**YOUR INSTRUCTIONS**
Wherever a line of the listing holds the string "bear", copy that line.

**INPUT DATA**
==========

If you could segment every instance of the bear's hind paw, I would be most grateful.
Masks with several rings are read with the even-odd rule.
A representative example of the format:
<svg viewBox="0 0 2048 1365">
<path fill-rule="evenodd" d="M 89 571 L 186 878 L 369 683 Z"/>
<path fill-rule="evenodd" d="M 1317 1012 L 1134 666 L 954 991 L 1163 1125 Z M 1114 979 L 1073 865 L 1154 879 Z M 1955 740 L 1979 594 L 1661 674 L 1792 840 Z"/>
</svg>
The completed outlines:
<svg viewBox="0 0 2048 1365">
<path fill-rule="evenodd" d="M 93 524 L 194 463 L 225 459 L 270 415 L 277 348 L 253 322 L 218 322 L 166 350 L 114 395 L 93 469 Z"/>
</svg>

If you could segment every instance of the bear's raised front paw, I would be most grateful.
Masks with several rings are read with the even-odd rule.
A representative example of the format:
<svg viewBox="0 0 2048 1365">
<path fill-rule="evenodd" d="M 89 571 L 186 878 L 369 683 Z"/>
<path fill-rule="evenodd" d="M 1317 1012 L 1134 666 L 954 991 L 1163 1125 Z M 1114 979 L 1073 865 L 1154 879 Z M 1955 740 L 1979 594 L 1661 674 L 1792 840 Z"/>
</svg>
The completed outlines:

==========

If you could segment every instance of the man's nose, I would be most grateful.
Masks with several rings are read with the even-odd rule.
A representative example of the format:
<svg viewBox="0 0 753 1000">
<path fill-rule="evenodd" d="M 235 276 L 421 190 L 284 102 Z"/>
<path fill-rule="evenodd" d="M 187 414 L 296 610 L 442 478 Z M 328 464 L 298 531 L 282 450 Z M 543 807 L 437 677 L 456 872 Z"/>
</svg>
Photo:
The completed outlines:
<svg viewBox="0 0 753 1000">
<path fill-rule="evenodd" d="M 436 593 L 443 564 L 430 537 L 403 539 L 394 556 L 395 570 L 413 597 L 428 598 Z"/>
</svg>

==========

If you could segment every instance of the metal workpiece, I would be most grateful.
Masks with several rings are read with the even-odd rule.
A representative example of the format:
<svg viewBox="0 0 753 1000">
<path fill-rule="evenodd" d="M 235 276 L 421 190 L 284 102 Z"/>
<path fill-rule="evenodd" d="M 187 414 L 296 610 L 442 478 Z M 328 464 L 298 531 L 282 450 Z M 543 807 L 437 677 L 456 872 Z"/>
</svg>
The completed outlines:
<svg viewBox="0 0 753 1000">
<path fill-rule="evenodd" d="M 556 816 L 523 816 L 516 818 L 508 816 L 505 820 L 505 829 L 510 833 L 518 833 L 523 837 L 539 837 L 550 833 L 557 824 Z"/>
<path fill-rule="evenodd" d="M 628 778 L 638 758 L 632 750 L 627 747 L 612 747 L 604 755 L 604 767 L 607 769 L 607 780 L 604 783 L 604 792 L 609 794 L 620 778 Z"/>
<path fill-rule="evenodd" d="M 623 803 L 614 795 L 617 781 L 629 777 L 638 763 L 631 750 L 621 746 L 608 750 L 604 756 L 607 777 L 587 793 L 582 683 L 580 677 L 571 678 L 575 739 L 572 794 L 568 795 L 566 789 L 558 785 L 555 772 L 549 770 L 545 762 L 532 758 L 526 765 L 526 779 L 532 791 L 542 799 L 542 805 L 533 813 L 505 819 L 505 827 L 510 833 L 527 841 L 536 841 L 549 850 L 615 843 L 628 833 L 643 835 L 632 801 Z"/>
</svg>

==========

**ANSWER FOR THE TASK**
If you could segment every instance of the bear's hind paw, I would be most grateful.
If you could segment every instance of the bear's raised front paw, I would be most grateful.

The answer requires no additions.